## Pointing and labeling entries
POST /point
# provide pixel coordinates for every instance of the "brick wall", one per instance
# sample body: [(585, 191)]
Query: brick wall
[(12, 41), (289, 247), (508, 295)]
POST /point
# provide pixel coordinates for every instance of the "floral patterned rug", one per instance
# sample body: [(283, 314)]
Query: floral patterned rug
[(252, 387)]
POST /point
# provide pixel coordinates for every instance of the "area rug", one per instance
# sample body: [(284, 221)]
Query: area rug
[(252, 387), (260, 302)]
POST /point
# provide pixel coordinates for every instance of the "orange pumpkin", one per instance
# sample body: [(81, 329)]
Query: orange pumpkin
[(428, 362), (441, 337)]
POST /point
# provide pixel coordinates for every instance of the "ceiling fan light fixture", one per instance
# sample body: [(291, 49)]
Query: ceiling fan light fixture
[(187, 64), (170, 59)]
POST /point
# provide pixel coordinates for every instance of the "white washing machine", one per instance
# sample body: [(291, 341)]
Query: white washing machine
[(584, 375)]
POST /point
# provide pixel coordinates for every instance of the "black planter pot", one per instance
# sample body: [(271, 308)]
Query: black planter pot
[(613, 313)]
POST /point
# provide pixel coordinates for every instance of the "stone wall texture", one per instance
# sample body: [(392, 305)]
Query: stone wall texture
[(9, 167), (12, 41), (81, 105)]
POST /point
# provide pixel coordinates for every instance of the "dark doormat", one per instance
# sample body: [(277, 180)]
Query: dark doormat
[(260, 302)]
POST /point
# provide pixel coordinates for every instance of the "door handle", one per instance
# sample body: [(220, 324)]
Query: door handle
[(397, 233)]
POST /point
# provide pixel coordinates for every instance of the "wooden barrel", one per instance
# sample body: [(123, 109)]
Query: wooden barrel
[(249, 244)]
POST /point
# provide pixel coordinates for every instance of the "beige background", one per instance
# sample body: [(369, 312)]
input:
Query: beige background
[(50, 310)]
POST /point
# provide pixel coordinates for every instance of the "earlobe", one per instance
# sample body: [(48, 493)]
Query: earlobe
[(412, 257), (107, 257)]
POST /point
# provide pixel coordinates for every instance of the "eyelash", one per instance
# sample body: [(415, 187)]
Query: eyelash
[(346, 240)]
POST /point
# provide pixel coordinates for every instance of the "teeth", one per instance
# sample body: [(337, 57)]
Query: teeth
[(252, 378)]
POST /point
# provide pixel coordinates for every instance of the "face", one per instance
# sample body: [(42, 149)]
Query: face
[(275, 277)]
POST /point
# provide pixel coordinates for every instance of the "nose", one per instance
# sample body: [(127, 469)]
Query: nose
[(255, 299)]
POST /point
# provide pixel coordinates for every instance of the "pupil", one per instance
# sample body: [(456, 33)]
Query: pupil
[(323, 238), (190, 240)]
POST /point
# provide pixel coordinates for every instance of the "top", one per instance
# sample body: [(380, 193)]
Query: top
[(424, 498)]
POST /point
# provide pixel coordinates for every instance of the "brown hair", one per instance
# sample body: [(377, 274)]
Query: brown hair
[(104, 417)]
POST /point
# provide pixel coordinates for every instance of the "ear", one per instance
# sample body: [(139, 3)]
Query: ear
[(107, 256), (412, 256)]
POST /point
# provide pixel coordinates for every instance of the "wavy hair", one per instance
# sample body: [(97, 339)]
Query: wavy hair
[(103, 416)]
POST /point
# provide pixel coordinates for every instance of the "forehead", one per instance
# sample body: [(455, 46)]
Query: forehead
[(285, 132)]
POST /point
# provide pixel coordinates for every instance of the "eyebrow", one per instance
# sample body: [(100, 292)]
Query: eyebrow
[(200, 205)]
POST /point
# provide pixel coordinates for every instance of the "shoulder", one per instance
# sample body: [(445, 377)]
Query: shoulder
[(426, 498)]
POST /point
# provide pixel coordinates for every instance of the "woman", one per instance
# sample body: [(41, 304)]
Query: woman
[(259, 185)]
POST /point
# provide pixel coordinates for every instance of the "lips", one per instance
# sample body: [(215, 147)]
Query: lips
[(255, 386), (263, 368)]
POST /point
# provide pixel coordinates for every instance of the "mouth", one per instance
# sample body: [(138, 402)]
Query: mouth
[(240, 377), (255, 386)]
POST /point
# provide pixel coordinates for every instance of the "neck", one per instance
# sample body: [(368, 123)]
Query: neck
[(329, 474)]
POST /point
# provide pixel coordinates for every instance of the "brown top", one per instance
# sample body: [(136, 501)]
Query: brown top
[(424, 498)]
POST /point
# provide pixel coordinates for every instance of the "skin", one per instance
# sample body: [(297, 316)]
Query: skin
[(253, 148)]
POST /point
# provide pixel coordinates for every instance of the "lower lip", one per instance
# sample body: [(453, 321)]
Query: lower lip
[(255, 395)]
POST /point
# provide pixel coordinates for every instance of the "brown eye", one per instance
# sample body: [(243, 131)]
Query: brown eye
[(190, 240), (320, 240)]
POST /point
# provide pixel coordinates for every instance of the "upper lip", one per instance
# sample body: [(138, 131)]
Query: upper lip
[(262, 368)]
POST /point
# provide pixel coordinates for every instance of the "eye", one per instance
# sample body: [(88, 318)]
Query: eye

## What the task requires
Render every line of the listing above as a Markdown table with the columns "Row" and "Listing line," numbering each row and leaving out blank lines.

## Result of the exercise
| Row | Listing line |
|---|---|
| 1 | POST /point |
| 2 | # provide pixel coordinates for every instance of the "brick wall", one per instance |
| 3 | # sample body: [(585, 191)] |
| 4 | Query: brick wall |
| 5 | [(12, 41), (289, 247), (508, 295)] |
| 6 | POST /point |
| 7 | # provide pixel coordinates for every instance of the "floral patterned rug", one per instance |
| 8 | # sample body: [(283, 314)] |
| 9 | Query: floral patterned rug |
| 10 | [(252, 387)] |
| 11 | POST /point |
| 12 | # provide pixel coordinates for every instance of the "area rug", one per instance |
| 13 | # sample body: [(284, 221)] |
| 14 | Query: area rug |
| 15 | [(252, 387), (260, 302)] |
| 16 | POST /point |
| 17 | # provide pixel coordinates for every instance of the "orange pumpkin", one per instance |
| 18 | # sample body: [(81, 329)] |
| 19 | Query: orange pumpkin |
| 20 | [(428, 362), (441, 337)] |
| 21 | POST /point |
| 22 | # provide pixel coordinates for every instance of the "ceiling fan light fixture", one per instance |
| 23 | # sample body: [(291, 49)] |
| 24 | Query: ceiling fan light fixture |
| 25 | [(187, 64), (170, 59)] |
| 26 | POST /point |
| 27 | # provide pixel coordinates for every instance of the "white washing machine", one per instance |
| 28 | # sample body: [(291, 341)] |
| 29 | Query: white washing machine |
| 30 | [(584, 375)] |
| 31 | POST /point |
| 32 | # provide pixel coordinates for every instance of the "black planter pot", one per instance |
| 33 | # sample body: [(271, 308)] |
| 34 | Query: black planter pot |
| 35 | [(613, 313)] |
| 36 | POST /point |
| 37 | # provide pixel coordinates for every instance of the "stone wall texture", one per instance |
| 38 | # sample body: [(392, 305)] |
| 39 | Query: stone wall texture |
| 40 | [(9, 167), (12, 41), (81, 105)] |
| 41 | POST /point |
| 42 | # provide pixel coordinates for every instance of the "dark doormat", one per instance |
| 43 | # sample body: [(277, 180)] |
| 44 | Query: dark doormat |
| 45 | [(260, 302)] |
| 46 | POST /point |
| 47 | # provide pixel coordinates for every instance of the "door handle", one per instance |
| 48 | # sample body: [(220, 324)] |
| 49 | Query: door handle |
| 50 | [(397, 233)] |
| 51 | POST /point |
| 52 | # provide pixel coordinates for every instance of the "wooden barrel", one per instance |
| 53 | # sample body: [(123, 109)] |
| 54 | Query: wooden barrel |
| 55 | [(249, 244)] |
| 56 | POST /point |
| 57 | # provide pixel coordinates for every instance of the "beige background", one per instance |
| 58 | # sample body: [(369, 312)] |
| 59 | input: |
| 60 | Query: beige background |
| 61 | [(50, 310)] |
| 62 | POST /point |
| 63 | # provide pixel coordinates for every instance of the "earlobe", one per instance |
| 64 | # sample body: [(48, 493)] |
| 65 | Query: earlobe |
| 66 | [(412, 257), (107, 257)] |
| 67 | POST /point |
| 68 | # provide pixel coordinates for every instance of the "eyelash", one per instance |
| 69 | # sample body: [(415, 187)] |
| 70 | Query: eyelash |
| 71 | [(346, 240)] |
| 72 | POST /point |
| 73 | # provide pixel coordinates for every instance of the "teeth", one per instance |
| 74 | # sample body: [(337, 57)] |
| 75 | Query: teeth |
| 76 | [(252, 378)] |
| 77 | POST /point |
| 78 | # provide pixel coordinates for every instance of the "face", one per instance |
| 79 | # sample body: [(42, 149)] |
| 80 | Query: face |
| 81 | [(275, 277)] |
| 82 | POST /point |
| 83 | # provide pixel coordinates for every instance of the "nose", one per instance |
| 84 | # sample body: [(127, 469)] |
| 85 | Query: nose |
| 86 | [(255, 299)] |
| 87 | POST /point |
| 88 | # provide pixel coordinates for every instance of the "pupil", one per instance |
| 89 | # sample body: [(456, 33)] |
| 90 | Query: pupil |
| 91 | [(323, 238), (190, 240)] |
| 92 | POST /point |
| 93 | # provide pixel coordinates for every instance of the "top", one per instance |
| 94 | # sample body: [(380, 193)] |
| 95 | Query: top |
| 96 | [(424, 498)] |
| 97 | POST /point |
| 98 | # provide pixel coordinates for every instance of the "brown hair", one per instance |
| 99 | # sample body: [(377, 274)] |
| 100 | Query: brown hair |
| 101 | [(104, 417)] |
| 102 | POST /point |
| 103 | # provide pixel coordinates for every instance of the "ear", one per instance |
| 104 | # sample body: [(139, 3)] |
| 105 | Query: ear |
| 106 | [(107, 256), (412, 256)] |
| 107 | POST /point |
| 108 | # provide pixel coordinates for every instance of the "wavy hair", one per instance |
| 109 | # sample body: [(97, 339)] |
| 110 | Query: wavy hair |
| 111 | [(103, 416)] |
| 112 | POST /point |
| 113 | # provide pixel coordinates for every instance of the "forehead", one per instance |
| 114 | # sample body: [(455, 46)] |
| 115 | Query: forehead |
| 116 | [(285, 132)] |
| 117 | POST /point |
| 118 | # provide pixel coordinates for every instance of the "eyebrow", one per instance |
| 119 | # sample body: [(100, 292)] |
| 120 | Query: eyebrow |
| 121 | [(200, 205)] |
| 122 | POST /point |
| 123 | # provide pixel coordinates for every instance of the "shoulder", one per instance |
| 124 | # sample body: [(445, 377)] |
| 125 | Query: shoulder |
| 126 | [(426, 498)] |
| 127 | POST /point |
| 128 | # provide pixel coordinates for every instance of the "woman", one per instance |
| 129 | # sample body: [(41, 304)] |
| 130 | Query: woman |
| 131 | [(259, 185)] |
| 132 | POST /point |
| 133 | # provide pixel coordinates for every instance of the "lips", one per instance |
| 134 | # sample body: [(215, 147)] |
| 135 | Query: lips |
| 136 | [(255, 386), (263, 368)] |
| 137 | POST /point |
| 138 | # provide pixel coordinates for every instance of the "mouth", one per instance |
| 139 | # sample body: [(138, 402)] |
| 140 | Query: mouth |
| 141 | [(240, 377), (255, 386)] |
| 142 | POST /point |
| 143 | # provide pixel coordinates for every instance of the "neck", one per instance |
| 144 | # sample body: [(368, 123)] |
| 145 | Query: neck |
| 146 | [(329, 474)] |
| 147 | POST /point |
| 148 | # provide pixel coordinates for every instance of the "brown top", one per instance |
| 149 | # sample body: [(136, 501)] |
| 150 | Query: brown top |
| 151 | [(424, 498)] |
| 152 | POST /point |
| 153 | # provide pixel coordinates for every instance of the "skin", one per instance |
| 154 | # sample body: [(297, 316)] |
| 155 | Query: skin |
| 156 | [(253, 148)] |
| 157 | POST /point |
| 158 | # provide pixel coordinates for every instance of the "lower lip", one per instance |
| 159 | # sample body: [(453, 321)] |
| 160 | Query: lower lip |
| 161 | [(255, 395)] |
| 162 | POST /point |
| 163 | # provide pixel coordinates for every instance of the "brown eye", one per instance |
| 164 | # sample body: [(243, 131)] |
| 165 | Query: brown eye |
| 166 | [(190, 240), (320, 240)] |
| 167 | POST /point |
| 168 | # provide pixel coordinates for every instance of the "upper lip", one per instance |
| 169 | # sample body: [(138, 131)] |
| 170 | Query: upper lip |
| 171 | [(262, 368)] |
| 172 | POST /point |
| 173 | # provide pixel coordinates for every instance of the "eye", one per instance |
| 174 | # sample body: [(88, 318)] |
| 175 | Query: eye |